---- Material shown

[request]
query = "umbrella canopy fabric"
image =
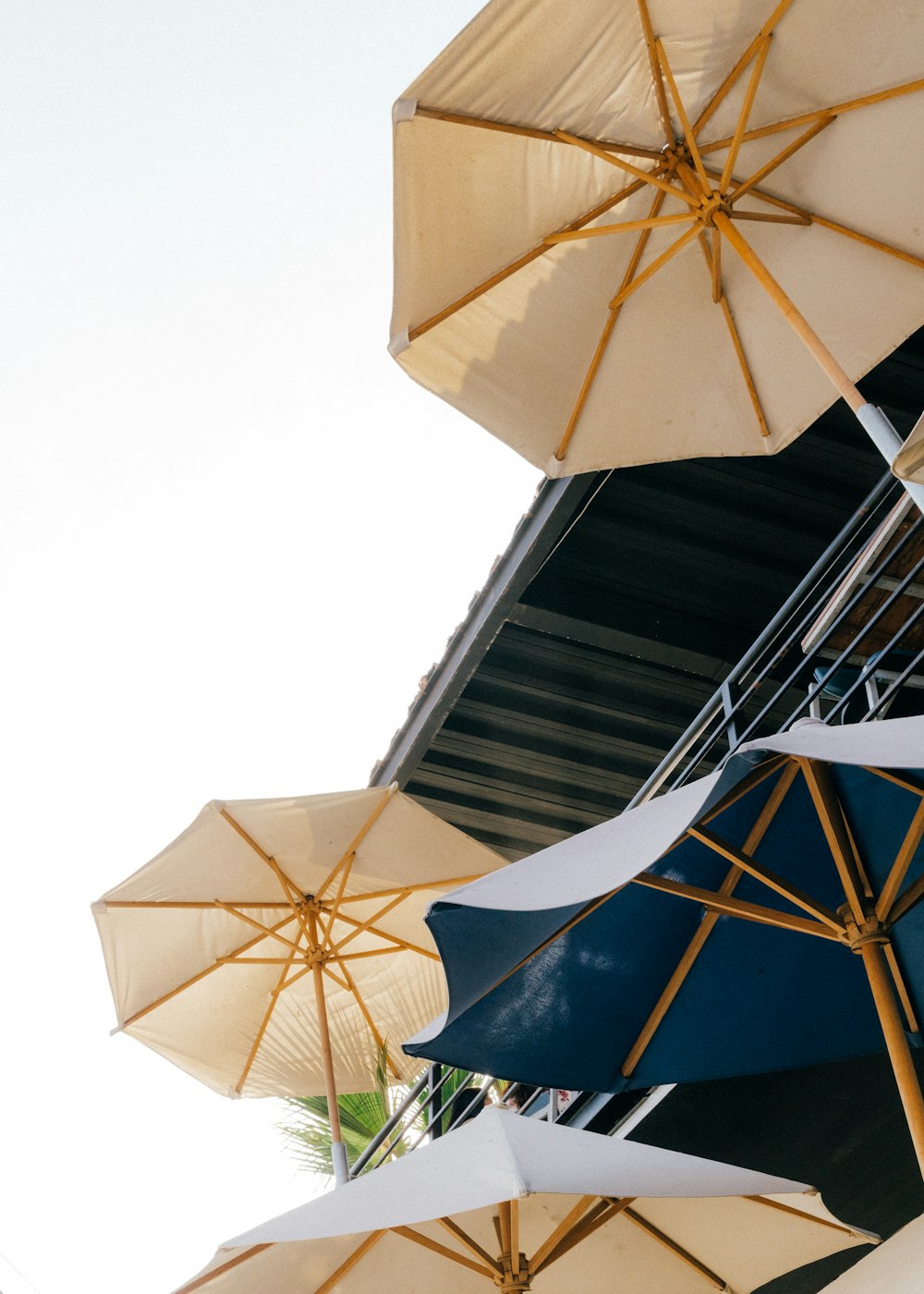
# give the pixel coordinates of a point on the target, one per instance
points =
(894, 1267)
(215, 946)
(598, 204)
(733, 927)
(568, 1210)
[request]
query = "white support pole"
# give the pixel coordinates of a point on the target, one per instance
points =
(888, 443)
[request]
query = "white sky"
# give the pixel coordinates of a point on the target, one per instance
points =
(235, 537)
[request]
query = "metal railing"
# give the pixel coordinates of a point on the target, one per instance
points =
(824, 653)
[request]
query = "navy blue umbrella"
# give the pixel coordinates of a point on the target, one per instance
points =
(764, 918)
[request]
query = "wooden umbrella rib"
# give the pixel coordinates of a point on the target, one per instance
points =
(590, 375)
(391, 938)
(868, 241)
(264, 1025)
(225, 1267)
(626, 226)
(433, 1245)
(658, 80)
(530, 132)
(810, 339)
(901, 864)
(688, 136)
(748, 783)
(258, 925)
(548, 942)
(471, 1245)
(740, 858)
(254, 961)
(831, 817)
(520, 262)
(334, 976)
(359, 1252)
(356, 841)
(361, 927)
(765, 217)
(729, 906)
(196, 979)
(684, 1254)
(196, 905)
(805, 118)
(504, 1219)
(514, 1236)
(901, 987)
(905, 902)
(645, 177)
(600, 1216)
(453, 883)
(900, 779)
(800, 1213)
(326, 916)
(367, 1015)
(289, 888)
(393, 950)
(756, 73)
(732, 79)
(562, 1229)
(768, 197)
(708, 922)
(626, 293)
(712, 262)
(779, 158)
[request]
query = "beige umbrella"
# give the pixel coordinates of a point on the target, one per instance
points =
(517, 1205)
(611, 216)
(277, 945)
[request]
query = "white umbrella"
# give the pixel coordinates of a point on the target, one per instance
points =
(895, 1267)
(277, 945)
(610, 217)
(522, 1203)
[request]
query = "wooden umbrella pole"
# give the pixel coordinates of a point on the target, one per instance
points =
(871, 420)
(895, 1044)
(336, 1147)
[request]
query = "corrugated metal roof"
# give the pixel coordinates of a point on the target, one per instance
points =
(620, 604)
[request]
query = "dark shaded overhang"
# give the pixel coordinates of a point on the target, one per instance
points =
(617, 608)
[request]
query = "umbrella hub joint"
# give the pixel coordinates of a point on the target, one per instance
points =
(859, 934)
(510, 1283)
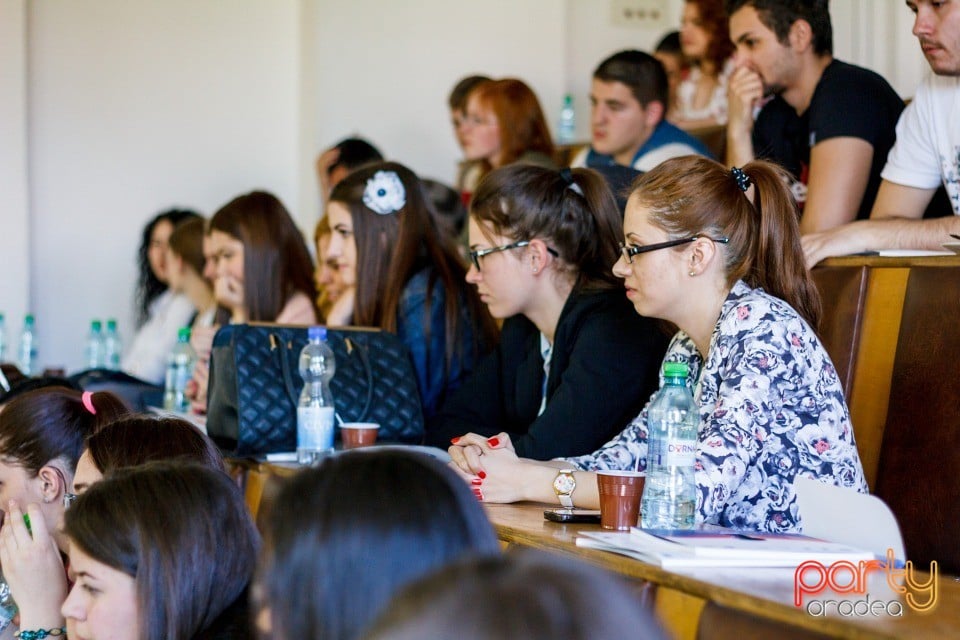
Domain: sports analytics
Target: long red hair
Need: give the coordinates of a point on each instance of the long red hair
(692, 195)
(522, 126)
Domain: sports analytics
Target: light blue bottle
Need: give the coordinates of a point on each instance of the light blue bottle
(8, 608)
(179, 372)
(27, 354)
(93, 352)
(111, 346)
(669, 494)
(567, 127)
(315, 411)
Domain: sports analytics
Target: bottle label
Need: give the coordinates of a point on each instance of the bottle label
(681, 453)
(315, 428)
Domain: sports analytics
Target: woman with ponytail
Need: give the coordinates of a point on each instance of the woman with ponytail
(41, 437)
(398, 272)
(574, 361)
(717, 253)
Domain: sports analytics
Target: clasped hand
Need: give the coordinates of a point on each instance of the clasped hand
(490, 465)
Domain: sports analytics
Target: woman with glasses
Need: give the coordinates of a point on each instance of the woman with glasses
(574, 361)
(41, 437)
(717, 253)
(400, 273)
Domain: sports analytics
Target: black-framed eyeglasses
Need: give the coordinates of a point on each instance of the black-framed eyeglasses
(630, 250)
(479, 253)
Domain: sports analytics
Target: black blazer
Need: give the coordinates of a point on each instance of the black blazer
(603, 368)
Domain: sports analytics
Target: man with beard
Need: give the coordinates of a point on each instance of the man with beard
(829, 123)
(926, 155)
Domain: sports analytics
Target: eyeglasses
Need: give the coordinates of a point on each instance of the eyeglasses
(630, 250)
(476, 255)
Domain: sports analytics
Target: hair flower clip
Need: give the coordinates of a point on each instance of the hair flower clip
(384, 193)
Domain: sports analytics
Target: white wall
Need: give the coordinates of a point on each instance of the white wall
(383, 69)
(137, 106)
(14, 237)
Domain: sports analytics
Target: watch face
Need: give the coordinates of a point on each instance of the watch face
(564, 483)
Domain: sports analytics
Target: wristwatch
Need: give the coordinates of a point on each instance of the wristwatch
(564, 485)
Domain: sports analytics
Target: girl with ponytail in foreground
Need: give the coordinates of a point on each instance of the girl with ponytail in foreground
(717, 253)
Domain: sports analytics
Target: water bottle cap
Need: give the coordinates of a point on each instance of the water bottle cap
(675, 369)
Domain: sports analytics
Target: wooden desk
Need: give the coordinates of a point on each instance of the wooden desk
(761, 594)
(862, 305)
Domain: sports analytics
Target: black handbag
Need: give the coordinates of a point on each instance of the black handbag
(255, 385)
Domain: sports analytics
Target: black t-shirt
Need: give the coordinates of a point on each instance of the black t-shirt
(849, 101)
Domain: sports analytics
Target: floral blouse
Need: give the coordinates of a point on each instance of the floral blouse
(771, 408)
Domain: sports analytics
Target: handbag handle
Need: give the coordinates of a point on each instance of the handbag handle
(278, 345)
(284, 349)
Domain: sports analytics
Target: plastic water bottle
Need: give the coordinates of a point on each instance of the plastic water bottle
(111, 346)
(669, 494)
(93, 352)
(179, 372)
(567, 128)
(8, 608)
(27, 355)
(315, 413)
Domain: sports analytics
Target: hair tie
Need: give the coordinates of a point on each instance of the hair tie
(87, 398)
(567, 176)
(742, 179)
(384, 193)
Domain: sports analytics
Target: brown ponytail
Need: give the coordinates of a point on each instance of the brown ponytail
(693, 194)
(572, 210)
(778, 262)
(52, 423)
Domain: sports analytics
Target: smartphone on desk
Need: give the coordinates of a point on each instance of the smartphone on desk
(565, 514)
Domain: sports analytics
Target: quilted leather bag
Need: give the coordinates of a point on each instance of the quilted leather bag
(255, 384)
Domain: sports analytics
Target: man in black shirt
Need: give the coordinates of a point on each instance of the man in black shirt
(831, 124)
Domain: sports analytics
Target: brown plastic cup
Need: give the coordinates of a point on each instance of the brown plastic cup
(358, 434)
(620, 493)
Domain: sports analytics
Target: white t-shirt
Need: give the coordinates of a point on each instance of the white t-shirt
(927, 151)
(147, 356)
(716, 107)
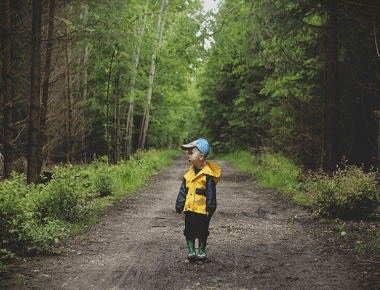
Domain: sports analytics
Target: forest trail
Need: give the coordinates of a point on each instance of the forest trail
(256, 242)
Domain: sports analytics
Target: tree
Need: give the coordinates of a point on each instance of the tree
(7, 90)
(34, 113)
(157, 44)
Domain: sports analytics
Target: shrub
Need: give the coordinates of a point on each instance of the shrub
(14, 211)
(279, 172)
(62, 198)
(348, 193)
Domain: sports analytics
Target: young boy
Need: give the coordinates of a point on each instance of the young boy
(197, 196)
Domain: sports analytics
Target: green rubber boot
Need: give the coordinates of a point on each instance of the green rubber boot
(202, 250)
(191, 256)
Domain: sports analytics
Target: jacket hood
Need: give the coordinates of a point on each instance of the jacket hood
(211, 169)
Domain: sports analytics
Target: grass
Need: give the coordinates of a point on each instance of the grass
(37, 217)
(272, 171)
(335, 199)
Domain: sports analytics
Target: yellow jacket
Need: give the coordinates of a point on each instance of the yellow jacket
(197, 193)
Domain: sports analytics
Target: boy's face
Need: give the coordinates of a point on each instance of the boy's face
(196, 158)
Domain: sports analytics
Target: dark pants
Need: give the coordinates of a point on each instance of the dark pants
(196, 226)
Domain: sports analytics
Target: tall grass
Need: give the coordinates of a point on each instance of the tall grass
(271, 170)
(349, 192)
(34, 217)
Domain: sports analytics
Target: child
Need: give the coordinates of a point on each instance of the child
(197, 196)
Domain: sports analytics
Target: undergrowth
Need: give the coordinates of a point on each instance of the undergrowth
(36, 217)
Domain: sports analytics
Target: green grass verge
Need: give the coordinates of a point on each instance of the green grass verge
(37, 217)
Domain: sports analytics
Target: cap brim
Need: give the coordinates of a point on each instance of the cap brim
(187, 146)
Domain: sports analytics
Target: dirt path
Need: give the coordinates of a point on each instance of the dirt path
(256, 242)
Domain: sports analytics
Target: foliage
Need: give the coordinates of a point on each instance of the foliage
(349, 193)
(15, 210)
(271, 170)
(63, 197)
(279, 172)
(40, 216)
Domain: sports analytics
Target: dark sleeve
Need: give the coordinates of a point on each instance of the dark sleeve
(210, 195)
(180, 203)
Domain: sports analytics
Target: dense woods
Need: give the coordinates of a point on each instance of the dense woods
(299, 77)
(83, 78)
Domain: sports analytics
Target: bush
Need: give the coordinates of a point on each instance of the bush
(348, 193)
(15, 211)
(62, 198)
(277, 171)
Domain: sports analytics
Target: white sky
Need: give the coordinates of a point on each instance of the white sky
(210, 4)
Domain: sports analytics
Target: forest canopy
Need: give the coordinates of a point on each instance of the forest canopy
(92, 78)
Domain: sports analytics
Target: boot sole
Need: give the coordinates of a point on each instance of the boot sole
(192, 258)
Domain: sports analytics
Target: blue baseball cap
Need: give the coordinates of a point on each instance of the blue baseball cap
(201, 144)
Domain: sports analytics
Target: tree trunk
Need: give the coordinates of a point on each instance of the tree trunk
(34, 115)
(333, 87)
(84, 91)
(129, 126)
(117, 119)
(7, 90)
(45, 88)
(69, 95)
(145, 121)
(136, 57)
(108, 105)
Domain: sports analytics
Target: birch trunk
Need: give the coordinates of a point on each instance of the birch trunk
(159, 33)
(117, 119)
(136, 57)
(45, 87)
(84, 90)
(69, 100)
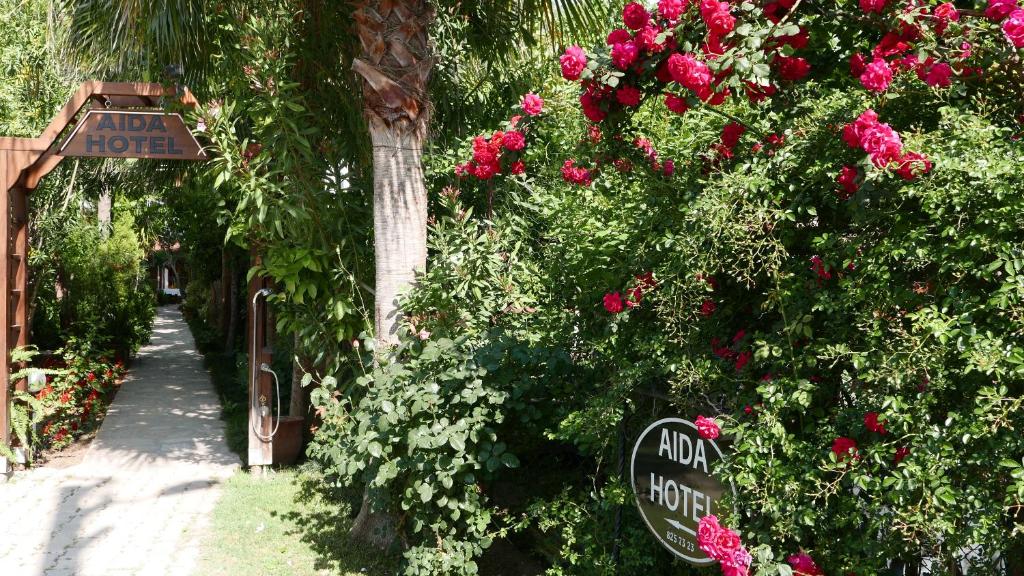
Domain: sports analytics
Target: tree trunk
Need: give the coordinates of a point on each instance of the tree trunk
(395, 64)
(232, 299)
(299, 405)
(104, 210)
(399, 224)
(224, 300)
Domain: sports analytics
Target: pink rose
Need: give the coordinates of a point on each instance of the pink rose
(871, 423)
(613, 302)
(731, 133)
(858, 64)
(635, 15)
(844, 447)
(883, 145)
(912, 165)
(708, 529)
(854, 132)
(998, 9)
(944, 13)
(803, 565)
(848, 180)
(1013, 28)
(690, 72)
(676, 104)
(716, 15)
(514, 140)
(592, 108)
(617, 36)
(872, 5)
(628, 95)
(532, 105)
(877, 76)
(647, 39)
(939, 75)
(579, 175)
(671, 9)
(707, 428)
(792, 68)
(624, 54)
(573, 63)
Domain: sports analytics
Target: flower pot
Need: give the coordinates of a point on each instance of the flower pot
(288, 441)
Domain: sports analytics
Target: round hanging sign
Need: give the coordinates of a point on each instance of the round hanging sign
(673, 485)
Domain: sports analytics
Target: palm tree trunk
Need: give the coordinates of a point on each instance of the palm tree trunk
(399, 223)
(395, 64)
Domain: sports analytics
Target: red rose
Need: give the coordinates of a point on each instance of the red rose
(635, 15)
(613, 302)
(844, 447)
(871, 422)
(707, 427)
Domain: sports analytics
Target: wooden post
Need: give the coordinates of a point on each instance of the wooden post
(258, 342)
(19, 273)
(6, 165)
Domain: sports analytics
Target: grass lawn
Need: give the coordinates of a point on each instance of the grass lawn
(283, 525)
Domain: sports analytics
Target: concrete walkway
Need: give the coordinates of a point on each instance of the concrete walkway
(138, 501)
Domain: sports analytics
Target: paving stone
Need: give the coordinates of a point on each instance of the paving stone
(141, 497)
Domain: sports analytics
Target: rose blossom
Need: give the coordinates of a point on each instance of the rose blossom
(624, 54)
(731, 133)
(514, 140)
(792, 68)
(945, 13)
(628, 95)
(671, 9)
(853, 132)
(848, 179)
(843, 447)
(883, 145)
(574, 174)
(871, 422)
(939, 75)
(707, 427)
(1013, 28)
(716, 15)
(913, 164)
(803, 565)
(613, 302)
(877, 76)
(708, 307)
(591, 108)
(617, 36)
(872, 5)
(998, 9)
(676, 104)
(573, 62)
(532, 105)
(635, 15)
(689, 72)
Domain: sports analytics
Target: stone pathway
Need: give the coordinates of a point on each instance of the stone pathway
(138, 501)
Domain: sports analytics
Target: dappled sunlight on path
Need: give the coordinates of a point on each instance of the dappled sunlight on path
(138, 501)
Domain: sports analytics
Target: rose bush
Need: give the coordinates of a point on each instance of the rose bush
(839, 287)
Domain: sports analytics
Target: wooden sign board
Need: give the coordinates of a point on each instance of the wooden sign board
(673, 484)
(122, 133)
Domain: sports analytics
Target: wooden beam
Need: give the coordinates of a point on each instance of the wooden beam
(8, 163)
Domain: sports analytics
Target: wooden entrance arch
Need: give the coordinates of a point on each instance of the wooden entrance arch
(24, 162)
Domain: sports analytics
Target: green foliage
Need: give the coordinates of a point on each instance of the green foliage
(105, 296)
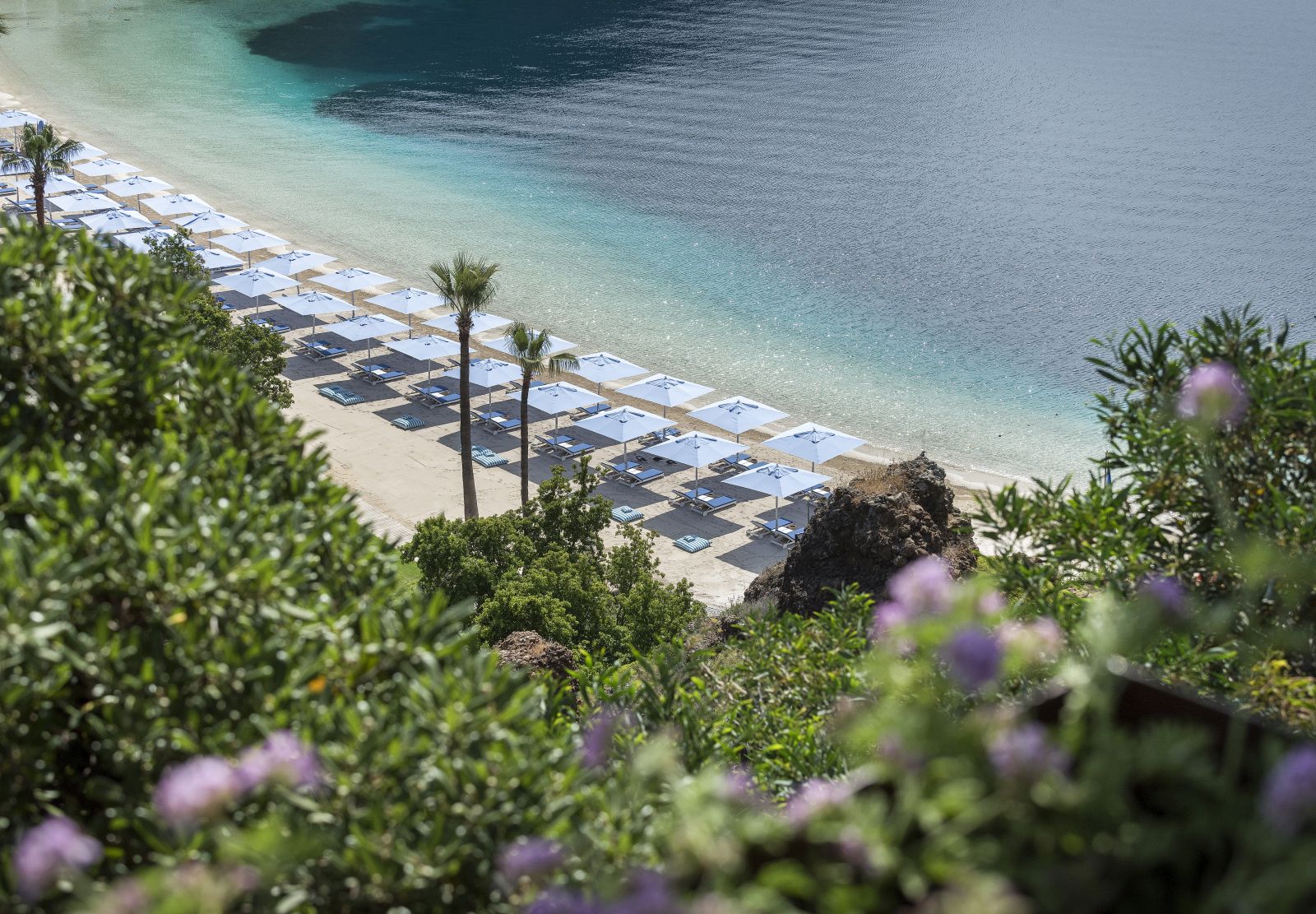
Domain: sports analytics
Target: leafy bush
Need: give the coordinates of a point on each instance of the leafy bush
(545, 568)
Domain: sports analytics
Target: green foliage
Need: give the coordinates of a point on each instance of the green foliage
(179, 576)
(1186, 501)
(256, 350)
(545, 569)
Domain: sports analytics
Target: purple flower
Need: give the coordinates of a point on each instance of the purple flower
(596, 743)
(1026, 754)
(282, 759)
(1166, 594)
(923, 587)
(816, 796)
(973, 657)
(1289, 796)
(49, 851)
(197, 791)
(530, 859)
(1214, 392)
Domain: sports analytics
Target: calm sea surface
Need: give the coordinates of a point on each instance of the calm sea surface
(906, 219)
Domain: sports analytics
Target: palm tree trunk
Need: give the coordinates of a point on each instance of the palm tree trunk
(471, 506)
(526, 438)
(39, 194)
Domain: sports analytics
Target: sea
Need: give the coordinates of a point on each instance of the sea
(903, 219)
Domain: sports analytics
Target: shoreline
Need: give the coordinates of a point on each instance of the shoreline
(403, 480)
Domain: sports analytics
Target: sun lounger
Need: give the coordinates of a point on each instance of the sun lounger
(341, 396)
(691, 543)
(486, 457)
(432, 396)
(636, 477)
(765, 527)
(269, 324)
(712, 503)
(624, 514)
(322, 350)
(377, 373)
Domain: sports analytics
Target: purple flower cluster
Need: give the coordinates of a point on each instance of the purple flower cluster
(282, 759)
(1026, 754)
(1214, 392)
(1289, 796)
(54, 848)
(202, 788)
(530, 859)
(1166, 594)
(973, 657)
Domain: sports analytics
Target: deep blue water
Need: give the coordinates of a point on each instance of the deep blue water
(957, 194)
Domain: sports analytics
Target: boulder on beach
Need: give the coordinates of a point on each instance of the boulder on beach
(866, 532)
(535, 652)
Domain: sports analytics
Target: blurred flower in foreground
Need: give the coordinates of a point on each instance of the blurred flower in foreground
(973, 657)
(1214, 392)
(1289, 796)
(197, 791)
(282, 759)
(54, 848)
(530, 859)
(923, 587)
(1166, 594)
(1026, 754)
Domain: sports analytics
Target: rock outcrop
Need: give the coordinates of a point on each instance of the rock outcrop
(536, 653)
(866, 532)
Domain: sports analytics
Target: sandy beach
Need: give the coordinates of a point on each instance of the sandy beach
(405, 477)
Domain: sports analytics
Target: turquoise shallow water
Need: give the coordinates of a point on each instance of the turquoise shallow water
(901, 219)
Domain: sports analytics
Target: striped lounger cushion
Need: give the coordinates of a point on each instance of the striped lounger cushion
(691, 543)
(341, 396)
(486, 457)
(624, 514)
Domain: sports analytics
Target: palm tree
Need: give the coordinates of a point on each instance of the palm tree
(41, 151)
(469, 285)
(531, 350)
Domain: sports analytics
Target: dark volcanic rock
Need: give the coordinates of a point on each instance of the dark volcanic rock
(533, 652)
(866, 532)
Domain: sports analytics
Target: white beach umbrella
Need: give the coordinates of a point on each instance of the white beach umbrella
(561, 397)
(737, 414)
(178, 204)
(313, 304)
(208, 221)
(13, 118)
(694, 449)
(623, 425)
(115, 220)
(99, 168)
(82, 202)
(410, 302)
(368, 327)
(54, 184)
(138, 240)
(813, 443)
(778, 481)
(257, 282)
(599, 366)
(295, 261)
(665, 390)
(249, 240)
(136, 188)
(425, 350)
(219, 260)
(85, 151)
(556, 344)
(352, 280)
(480, 322)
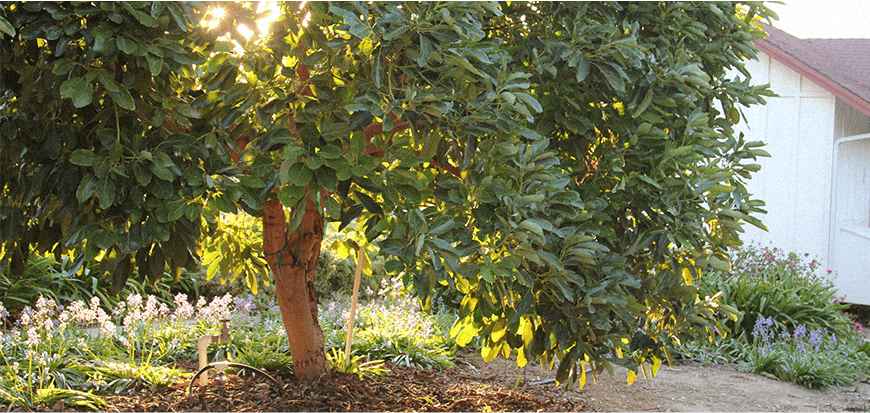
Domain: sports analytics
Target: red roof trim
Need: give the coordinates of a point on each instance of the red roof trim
(823, 81)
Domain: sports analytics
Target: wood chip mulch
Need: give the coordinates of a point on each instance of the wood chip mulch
(461, 388)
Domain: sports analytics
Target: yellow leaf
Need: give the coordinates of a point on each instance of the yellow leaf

--------

Copy out each line of the data in which the word "query" appears.

_Reply_.
query = "umbrella canopy fabric"
query = "white support pole"
query = "white sky"
query = "metal railing"
query = "navy blue umbrella"
query = "wooden umbrella rib"
query = "beige umbrella"
query = "white umbrella"
query = "wooden umbrella pole"
query = "corrugated metal roof"
query = "dark shaded overhang"
query = "umbrella hub joint"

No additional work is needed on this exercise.